[Data entries]
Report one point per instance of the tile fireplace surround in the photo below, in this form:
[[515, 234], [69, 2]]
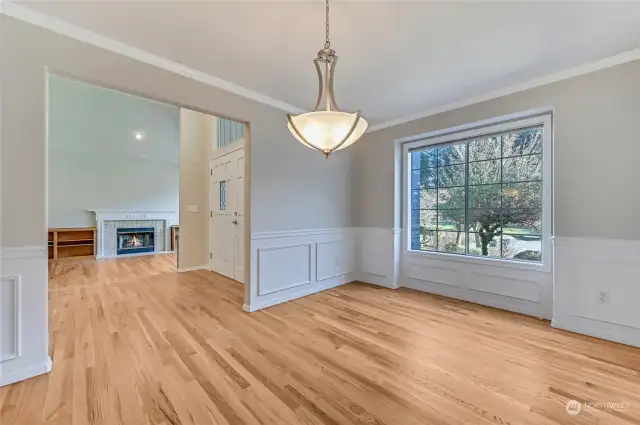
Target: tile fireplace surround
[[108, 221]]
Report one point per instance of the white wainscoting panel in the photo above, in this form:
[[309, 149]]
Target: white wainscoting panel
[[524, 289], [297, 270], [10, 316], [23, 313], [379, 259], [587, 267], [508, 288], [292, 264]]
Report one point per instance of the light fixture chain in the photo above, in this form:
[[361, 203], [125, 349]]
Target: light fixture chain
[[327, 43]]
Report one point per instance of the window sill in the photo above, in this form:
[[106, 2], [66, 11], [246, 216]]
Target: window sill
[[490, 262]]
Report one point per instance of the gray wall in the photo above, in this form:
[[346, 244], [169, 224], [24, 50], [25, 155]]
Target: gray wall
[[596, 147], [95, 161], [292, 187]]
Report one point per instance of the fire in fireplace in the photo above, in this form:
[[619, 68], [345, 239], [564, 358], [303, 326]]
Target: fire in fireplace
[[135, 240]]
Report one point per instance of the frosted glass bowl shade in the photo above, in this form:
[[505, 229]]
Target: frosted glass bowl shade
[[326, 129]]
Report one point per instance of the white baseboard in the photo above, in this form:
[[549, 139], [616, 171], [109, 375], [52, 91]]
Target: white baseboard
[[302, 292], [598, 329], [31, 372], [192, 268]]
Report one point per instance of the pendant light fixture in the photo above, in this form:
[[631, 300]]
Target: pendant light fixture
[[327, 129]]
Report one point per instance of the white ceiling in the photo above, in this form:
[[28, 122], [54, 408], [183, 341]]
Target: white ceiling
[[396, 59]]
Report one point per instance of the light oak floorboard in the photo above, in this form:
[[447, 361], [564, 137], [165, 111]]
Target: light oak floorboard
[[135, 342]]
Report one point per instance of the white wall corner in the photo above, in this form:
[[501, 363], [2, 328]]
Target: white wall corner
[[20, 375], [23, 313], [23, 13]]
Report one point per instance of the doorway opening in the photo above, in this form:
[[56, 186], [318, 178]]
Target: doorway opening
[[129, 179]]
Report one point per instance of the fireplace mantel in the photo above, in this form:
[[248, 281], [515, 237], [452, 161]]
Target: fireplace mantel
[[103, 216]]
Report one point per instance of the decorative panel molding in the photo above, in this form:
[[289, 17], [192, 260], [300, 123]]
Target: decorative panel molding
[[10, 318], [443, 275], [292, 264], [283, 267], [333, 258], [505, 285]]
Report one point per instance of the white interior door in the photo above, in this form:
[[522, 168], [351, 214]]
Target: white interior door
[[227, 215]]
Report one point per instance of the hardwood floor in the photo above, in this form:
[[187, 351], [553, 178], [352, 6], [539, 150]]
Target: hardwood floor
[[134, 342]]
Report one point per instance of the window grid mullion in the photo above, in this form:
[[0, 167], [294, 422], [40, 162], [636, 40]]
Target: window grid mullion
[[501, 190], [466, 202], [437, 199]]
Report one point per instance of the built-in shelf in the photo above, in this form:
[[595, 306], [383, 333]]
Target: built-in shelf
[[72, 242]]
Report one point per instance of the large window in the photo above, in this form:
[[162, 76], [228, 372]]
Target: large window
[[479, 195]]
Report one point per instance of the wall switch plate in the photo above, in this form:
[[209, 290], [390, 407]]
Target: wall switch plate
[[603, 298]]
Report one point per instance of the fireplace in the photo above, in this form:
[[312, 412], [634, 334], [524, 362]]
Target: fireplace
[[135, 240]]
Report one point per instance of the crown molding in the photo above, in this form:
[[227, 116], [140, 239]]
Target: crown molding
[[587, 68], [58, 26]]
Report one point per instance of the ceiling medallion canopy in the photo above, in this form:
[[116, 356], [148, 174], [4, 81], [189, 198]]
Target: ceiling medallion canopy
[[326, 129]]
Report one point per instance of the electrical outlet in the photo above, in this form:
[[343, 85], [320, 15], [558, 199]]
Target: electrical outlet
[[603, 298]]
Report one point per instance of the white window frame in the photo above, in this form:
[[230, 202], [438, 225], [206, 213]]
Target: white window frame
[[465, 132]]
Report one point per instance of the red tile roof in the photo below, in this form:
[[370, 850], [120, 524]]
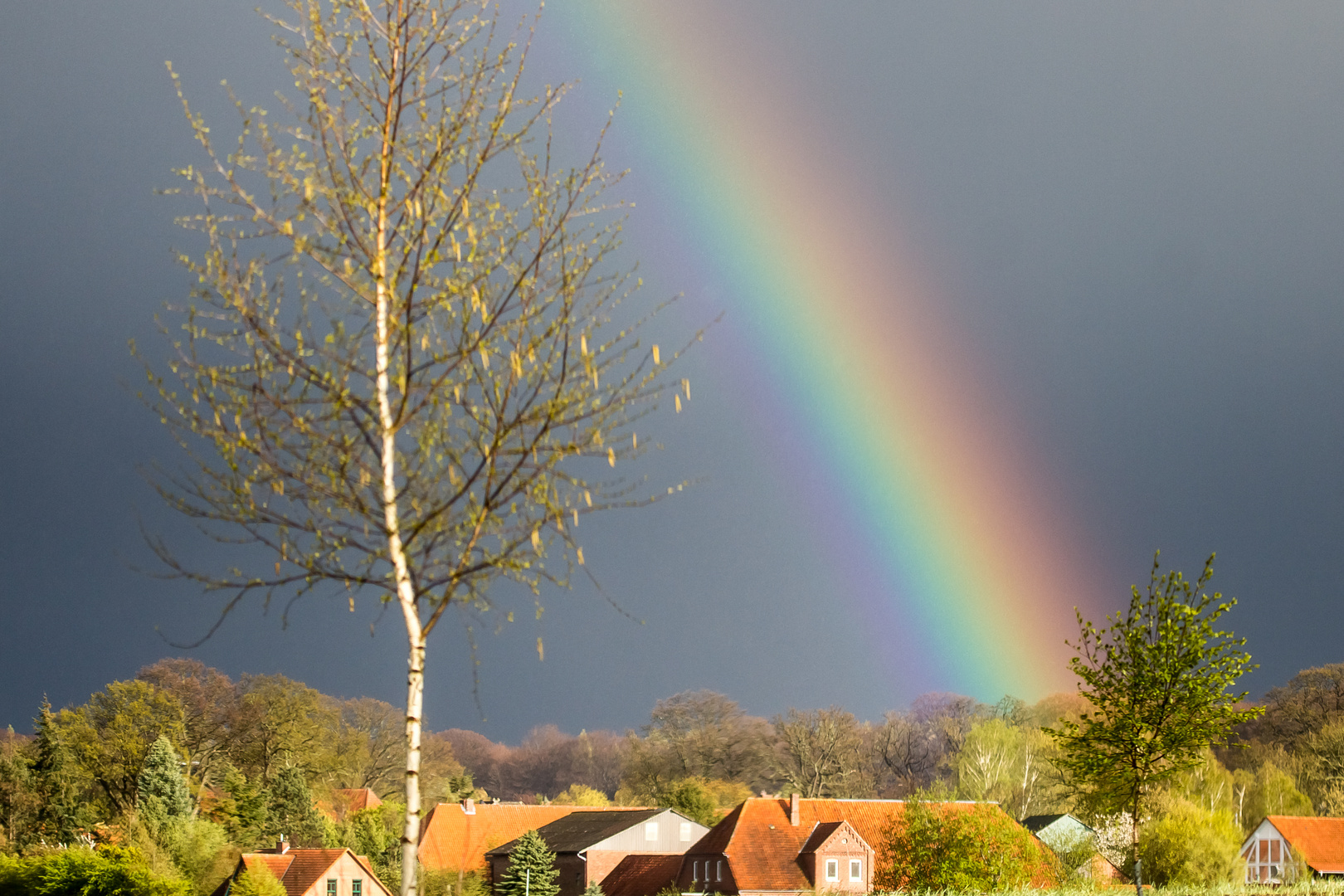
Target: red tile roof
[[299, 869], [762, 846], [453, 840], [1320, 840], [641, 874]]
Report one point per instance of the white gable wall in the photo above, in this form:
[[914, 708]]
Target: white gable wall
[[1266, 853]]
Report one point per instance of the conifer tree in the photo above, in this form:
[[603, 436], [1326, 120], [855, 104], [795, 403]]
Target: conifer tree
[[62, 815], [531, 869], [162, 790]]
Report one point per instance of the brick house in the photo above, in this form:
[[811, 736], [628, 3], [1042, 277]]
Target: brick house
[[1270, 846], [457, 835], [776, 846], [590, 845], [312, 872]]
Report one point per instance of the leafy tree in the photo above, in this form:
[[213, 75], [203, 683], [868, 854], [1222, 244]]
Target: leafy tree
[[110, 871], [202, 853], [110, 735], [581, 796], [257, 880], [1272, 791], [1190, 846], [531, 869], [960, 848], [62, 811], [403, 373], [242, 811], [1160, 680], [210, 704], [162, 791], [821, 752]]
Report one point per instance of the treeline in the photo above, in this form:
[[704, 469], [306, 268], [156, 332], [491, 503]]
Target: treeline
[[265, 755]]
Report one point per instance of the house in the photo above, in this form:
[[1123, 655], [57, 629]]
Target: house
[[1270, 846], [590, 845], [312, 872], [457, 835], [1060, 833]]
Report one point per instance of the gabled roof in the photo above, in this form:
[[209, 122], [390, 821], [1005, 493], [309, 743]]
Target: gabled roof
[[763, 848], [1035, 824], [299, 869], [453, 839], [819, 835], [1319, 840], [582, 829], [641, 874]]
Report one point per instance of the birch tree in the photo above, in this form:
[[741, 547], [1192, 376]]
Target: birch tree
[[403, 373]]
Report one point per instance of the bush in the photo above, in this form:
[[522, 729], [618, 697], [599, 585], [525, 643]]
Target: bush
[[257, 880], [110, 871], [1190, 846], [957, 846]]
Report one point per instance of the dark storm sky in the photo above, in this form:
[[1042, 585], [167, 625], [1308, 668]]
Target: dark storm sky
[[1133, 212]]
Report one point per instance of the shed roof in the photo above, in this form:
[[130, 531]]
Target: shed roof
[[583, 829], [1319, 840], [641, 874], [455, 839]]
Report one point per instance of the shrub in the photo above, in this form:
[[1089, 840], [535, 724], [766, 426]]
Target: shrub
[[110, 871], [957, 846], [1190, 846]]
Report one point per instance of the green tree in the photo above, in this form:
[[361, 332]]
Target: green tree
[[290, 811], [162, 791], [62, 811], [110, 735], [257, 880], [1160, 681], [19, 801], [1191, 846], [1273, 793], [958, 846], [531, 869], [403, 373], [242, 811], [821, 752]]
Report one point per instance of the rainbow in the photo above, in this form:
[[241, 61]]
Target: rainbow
---
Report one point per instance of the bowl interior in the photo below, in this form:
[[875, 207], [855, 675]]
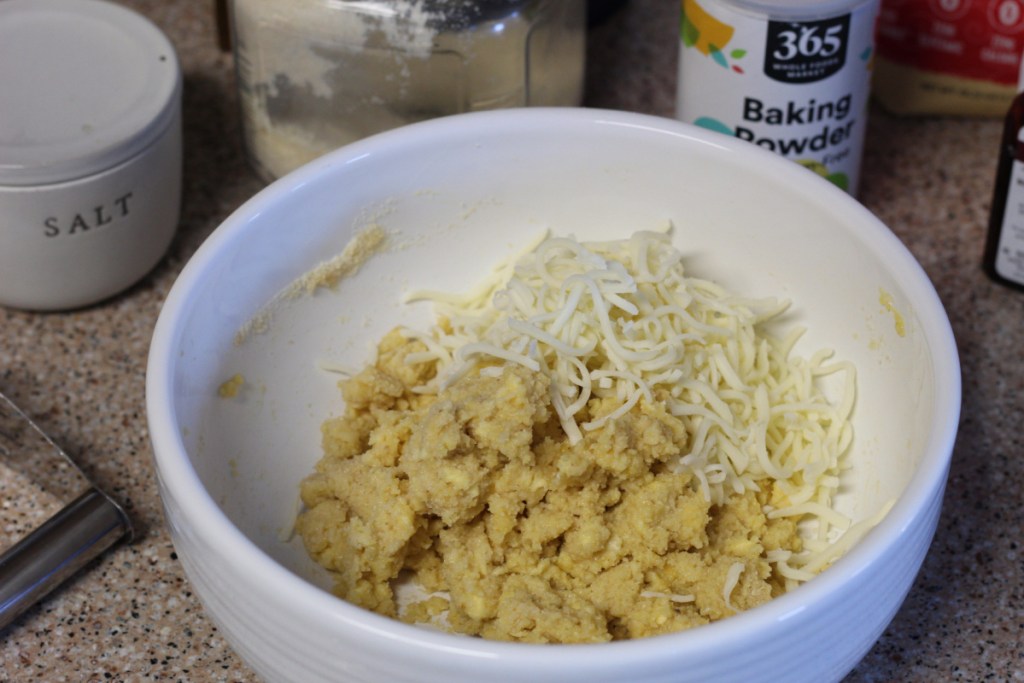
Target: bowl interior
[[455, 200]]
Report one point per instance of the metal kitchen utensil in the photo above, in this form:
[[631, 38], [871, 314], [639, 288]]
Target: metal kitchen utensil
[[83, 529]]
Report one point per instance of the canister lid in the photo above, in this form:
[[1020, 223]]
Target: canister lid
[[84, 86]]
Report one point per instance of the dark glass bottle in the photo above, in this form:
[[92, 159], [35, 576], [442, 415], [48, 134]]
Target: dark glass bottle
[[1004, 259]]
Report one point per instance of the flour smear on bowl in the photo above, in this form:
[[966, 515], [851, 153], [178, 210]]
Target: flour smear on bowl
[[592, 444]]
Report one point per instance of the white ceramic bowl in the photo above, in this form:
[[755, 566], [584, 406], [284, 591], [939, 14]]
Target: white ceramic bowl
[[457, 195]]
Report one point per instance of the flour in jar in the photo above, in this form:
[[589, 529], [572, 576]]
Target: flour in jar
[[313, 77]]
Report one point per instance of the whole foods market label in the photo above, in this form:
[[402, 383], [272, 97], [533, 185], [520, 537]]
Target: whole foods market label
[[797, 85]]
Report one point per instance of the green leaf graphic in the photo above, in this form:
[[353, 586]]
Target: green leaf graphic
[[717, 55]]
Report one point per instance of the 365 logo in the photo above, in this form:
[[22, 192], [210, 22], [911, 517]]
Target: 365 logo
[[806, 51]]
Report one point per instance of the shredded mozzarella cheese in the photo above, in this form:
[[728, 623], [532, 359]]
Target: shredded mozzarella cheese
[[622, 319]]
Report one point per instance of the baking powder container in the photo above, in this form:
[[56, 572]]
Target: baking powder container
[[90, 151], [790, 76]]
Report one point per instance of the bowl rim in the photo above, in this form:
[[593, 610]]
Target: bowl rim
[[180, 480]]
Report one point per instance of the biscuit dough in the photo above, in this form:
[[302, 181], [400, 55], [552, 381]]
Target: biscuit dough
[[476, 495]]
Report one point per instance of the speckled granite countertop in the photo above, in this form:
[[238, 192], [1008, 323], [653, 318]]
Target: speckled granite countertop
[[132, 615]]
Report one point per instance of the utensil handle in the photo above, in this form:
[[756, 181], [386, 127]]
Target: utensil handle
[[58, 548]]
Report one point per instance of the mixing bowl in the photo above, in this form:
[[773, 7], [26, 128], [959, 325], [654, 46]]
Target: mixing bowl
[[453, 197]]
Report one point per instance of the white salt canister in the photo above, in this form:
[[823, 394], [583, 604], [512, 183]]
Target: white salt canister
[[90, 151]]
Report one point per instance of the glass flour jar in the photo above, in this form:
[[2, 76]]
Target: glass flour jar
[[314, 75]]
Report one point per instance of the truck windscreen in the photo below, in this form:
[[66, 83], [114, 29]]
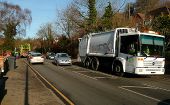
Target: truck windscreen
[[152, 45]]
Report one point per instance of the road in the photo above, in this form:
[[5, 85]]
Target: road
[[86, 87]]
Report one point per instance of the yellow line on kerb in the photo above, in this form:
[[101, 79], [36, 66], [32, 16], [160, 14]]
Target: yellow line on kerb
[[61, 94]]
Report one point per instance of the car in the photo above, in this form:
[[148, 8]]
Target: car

### Task to complete
Exact copy, no pictures. Write out the lines in the entries above, starting with the line with "Report one point per instance of the tile" and going on through the line with "[[309, 149]]", keeping both.

### Response below
Report one point per instance of the tile fireplace surround in the photo below, in this form:
[[515, 234], [69, 2]]
Target: tile fireplace surround
[[108, 221]]
Report one point per instance of the white wainscoting panel in the photo above, in this form:
[[309, 149]]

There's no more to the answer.